======== SOURCE RECORDS
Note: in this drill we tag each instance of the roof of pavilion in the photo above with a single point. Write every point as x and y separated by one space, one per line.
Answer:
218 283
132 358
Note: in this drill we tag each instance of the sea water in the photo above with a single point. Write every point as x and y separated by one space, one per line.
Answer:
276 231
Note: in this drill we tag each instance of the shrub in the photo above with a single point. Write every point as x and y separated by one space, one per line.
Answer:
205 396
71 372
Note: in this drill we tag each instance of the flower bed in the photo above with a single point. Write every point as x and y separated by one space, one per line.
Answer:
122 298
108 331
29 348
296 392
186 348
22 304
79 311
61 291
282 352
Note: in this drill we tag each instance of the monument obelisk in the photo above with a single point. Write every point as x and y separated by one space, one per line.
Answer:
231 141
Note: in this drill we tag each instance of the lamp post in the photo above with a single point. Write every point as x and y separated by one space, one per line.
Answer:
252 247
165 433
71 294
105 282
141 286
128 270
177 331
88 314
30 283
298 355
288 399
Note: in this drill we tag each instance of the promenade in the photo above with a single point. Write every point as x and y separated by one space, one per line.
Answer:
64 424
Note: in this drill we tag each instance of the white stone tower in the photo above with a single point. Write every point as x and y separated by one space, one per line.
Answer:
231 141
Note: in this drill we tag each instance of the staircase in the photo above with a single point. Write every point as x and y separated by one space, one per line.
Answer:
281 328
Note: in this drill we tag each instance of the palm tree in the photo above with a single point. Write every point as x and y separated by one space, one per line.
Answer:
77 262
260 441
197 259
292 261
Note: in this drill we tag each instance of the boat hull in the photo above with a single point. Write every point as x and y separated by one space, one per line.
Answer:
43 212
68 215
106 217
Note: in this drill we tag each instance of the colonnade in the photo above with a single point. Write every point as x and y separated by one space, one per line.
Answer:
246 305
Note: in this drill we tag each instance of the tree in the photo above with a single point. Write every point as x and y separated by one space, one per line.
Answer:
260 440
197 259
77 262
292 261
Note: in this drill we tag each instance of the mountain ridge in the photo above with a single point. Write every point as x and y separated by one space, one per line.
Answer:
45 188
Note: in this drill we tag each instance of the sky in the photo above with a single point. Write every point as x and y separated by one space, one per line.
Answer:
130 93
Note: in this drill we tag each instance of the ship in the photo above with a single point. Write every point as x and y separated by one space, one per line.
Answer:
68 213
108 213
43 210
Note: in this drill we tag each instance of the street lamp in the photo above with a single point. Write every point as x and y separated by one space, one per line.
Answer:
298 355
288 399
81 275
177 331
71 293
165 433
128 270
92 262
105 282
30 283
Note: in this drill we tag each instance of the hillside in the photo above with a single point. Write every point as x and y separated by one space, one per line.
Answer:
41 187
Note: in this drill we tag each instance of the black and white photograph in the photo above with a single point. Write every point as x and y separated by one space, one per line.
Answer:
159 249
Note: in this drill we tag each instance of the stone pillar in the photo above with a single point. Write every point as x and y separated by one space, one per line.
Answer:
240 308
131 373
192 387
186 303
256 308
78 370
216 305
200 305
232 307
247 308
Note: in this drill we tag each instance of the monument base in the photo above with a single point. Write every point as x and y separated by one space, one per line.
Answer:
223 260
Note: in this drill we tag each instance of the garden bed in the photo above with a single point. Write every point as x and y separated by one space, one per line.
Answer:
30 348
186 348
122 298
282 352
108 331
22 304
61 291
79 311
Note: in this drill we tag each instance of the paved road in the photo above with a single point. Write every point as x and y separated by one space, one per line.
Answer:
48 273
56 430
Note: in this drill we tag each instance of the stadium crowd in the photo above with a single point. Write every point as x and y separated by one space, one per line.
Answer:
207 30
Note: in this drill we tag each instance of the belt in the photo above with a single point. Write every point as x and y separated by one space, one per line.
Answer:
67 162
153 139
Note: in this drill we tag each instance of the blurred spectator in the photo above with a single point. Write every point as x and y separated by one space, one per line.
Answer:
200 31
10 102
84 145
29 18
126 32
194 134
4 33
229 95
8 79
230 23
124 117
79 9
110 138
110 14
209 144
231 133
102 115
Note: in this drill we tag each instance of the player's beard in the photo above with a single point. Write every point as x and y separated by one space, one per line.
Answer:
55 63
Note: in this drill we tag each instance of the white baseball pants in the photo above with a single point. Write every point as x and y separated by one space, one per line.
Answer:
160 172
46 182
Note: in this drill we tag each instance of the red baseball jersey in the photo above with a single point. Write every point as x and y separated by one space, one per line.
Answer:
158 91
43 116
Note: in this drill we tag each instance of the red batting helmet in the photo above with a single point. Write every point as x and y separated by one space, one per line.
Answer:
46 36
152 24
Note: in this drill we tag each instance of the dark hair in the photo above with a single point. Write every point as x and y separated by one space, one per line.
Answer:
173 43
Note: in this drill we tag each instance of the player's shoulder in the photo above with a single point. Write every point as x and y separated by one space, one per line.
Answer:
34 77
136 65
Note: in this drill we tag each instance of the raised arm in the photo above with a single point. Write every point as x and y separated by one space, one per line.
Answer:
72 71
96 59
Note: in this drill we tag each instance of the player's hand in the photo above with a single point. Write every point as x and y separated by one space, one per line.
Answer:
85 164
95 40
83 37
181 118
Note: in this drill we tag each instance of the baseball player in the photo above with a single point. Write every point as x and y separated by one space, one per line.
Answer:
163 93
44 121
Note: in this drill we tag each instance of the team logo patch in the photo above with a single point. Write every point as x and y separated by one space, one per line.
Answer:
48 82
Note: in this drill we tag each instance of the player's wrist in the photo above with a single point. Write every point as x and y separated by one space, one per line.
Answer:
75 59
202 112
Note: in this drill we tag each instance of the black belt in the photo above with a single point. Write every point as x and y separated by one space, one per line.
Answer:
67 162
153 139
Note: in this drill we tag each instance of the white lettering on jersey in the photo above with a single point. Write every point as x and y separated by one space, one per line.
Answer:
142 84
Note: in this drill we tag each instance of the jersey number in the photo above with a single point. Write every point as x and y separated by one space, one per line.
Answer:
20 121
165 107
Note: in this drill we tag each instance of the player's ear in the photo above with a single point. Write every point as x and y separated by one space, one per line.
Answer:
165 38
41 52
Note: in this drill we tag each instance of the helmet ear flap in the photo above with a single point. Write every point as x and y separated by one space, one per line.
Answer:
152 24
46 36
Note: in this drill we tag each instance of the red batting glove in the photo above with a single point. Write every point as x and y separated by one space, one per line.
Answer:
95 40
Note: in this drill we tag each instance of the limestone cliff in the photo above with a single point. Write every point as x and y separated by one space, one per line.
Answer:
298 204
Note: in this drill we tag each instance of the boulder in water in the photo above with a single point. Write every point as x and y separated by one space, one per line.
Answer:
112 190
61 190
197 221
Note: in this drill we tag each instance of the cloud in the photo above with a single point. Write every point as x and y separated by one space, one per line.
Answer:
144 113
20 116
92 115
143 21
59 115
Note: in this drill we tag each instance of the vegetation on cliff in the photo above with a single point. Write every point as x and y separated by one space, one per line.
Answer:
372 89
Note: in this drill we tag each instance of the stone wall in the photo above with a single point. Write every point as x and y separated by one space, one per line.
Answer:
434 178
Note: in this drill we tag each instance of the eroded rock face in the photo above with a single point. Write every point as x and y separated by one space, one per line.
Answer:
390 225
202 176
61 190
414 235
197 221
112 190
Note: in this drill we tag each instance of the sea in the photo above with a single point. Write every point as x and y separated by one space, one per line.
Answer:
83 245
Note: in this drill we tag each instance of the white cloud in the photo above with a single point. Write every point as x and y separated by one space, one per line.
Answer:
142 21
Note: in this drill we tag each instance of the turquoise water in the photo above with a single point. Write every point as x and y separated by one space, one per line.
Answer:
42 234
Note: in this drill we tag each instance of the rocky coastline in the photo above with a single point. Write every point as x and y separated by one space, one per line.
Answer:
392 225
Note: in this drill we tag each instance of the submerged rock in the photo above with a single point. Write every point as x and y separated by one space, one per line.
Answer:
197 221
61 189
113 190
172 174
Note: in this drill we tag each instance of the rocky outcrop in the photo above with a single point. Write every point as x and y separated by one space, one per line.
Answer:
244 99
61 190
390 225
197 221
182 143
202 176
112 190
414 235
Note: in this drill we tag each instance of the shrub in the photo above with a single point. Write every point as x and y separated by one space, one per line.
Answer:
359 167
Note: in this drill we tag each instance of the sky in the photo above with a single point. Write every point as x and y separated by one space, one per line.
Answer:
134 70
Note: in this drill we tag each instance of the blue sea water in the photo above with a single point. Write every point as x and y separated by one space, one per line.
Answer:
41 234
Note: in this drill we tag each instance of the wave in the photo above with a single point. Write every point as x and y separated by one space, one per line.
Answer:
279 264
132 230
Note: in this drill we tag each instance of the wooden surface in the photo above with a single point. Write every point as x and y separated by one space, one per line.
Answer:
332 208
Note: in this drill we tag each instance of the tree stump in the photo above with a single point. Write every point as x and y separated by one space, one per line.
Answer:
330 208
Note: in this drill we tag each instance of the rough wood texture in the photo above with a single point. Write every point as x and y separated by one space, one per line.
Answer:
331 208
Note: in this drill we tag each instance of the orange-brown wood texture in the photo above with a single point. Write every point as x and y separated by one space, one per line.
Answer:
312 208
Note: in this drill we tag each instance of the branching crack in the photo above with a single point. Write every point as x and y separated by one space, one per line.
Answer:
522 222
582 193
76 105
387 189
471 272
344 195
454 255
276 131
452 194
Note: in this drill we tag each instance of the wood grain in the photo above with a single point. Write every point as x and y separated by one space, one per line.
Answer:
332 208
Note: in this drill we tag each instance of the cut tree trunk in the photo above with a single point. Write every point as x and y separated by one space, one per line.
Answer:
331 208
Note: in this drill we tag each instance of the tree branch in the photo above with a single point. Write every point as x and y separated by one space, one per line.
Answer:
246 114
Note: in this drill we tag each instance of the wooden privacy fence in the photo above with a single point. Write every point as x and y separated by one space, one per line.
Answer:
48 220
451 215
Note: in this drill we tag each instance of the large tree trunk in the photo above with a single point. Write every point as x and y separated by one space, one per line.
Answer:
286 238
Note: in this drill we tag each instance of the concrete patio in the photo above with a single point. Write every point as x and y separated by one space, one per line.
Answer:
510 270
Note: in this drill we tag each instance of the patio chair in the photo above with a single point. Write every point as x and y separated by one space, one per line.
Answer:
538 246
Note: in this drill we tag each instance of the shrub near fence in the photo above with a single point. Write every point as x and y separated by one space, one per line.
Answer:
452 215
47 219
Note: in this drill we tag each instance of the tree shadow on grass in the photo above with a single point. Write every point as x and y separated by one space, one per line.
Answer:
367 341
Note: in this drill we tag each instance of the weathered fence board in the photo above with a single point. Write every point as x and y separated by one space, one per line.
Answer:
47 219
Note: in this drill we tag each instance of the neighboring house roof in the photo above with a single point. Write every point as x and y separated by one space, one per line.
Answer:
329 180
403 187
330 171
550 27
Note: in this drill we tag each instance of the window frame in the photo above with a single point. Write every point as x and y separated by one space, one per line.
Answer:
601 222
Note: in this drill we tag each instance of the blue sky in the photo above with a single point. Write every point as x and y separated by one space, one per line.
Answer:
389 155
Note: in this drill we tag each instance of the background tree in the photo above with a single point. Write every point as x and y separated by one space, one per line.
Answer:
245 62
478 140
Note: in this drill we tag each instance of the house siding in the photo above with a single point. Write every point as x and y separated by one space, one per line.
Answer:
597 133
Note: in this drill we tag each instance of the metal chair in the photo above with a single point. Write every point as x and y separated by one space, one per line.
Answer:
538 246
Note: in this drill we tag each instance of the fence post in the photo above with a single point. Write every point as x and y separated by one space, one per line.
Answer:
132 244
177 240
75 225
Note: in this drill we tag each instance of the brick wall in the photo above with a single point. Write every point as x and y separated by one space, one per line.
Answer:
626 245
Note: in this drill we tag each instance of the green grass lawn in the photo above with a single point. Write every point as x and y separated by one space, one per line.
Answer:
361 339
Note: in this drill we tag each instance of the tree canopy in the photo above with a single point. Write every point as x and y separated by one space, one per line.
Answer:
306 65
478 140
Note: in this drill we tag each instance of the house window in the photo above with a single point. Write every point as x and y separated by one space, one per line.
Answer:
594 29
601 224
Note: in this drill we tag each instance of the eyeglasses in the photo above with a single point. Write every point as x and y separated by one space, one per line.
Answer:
================
### ASSIGNMENT
Counting only the lines that include "helmet", state how many there are in the entries, and nothing else.

### WRITTEN ANSWER
2